● O que se pede: Identifique e transcreva todas as linhas dos registros em que aparece a palavra "combine", considerando a distinção entre maiúsculas e minúsculas.

[Linhas do conjunto de dados]
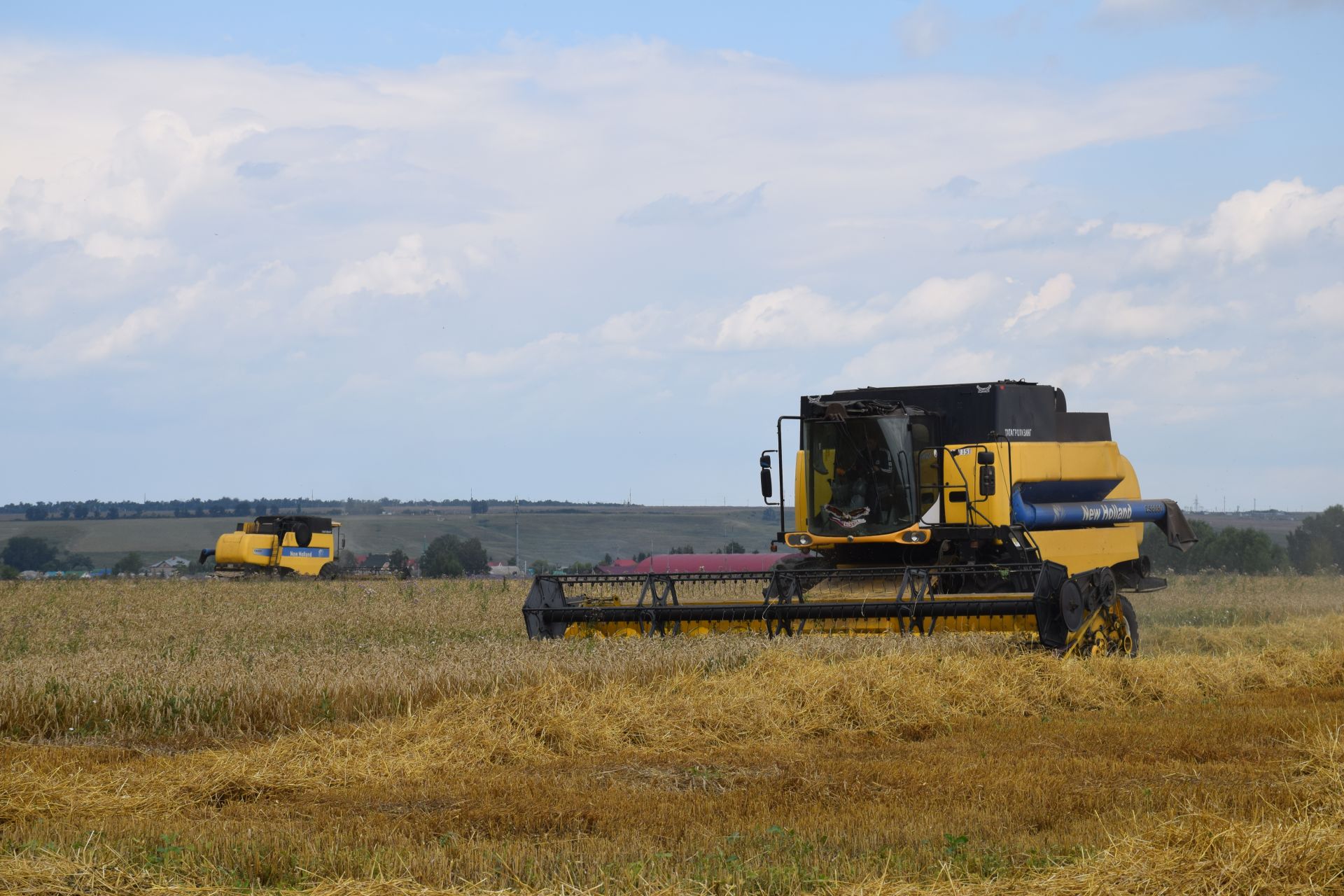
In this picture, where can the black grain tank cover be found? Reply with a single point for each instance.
(974, 413)
(277, 524)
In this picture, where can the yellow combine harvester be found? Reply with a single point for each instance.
(279, 546)
(983, 507)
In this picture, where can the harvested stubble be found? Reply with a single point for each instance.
(482, 761)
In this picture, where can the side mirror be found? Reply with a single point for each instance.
(987, 480)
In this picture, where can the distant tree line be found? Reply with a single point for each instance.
(452, 556)
(97, 510)
(1316, 546)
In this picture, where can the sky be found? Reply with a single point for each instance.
(592, 251)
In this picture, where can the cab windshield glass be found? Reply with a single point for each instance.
(858, 476)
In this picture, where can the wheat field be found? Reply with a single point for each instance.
(405, 738)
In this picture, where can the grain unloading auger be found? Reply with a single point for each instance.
(920, 510)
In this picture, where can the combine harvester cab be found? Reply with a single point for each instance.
(279, 546)
(918, 510)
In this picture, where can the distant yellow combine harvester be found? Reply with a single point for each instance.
(980, 507)
(280, 546)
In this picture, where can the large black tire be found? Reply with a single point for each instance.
(1128, 609)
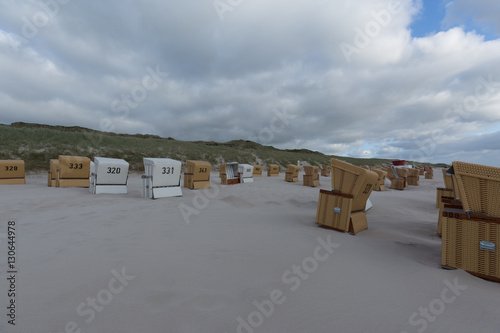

● Resposta da tarefa:
In this picture, where can the yellow combine harvester be found? Reply with a single point for each instance.
In this picture, where can the combine harvester cab be found? Reply with a single point for each instance.
In this picture, where can the distant yellow combine harvester be found? Reply with a single point for each instance.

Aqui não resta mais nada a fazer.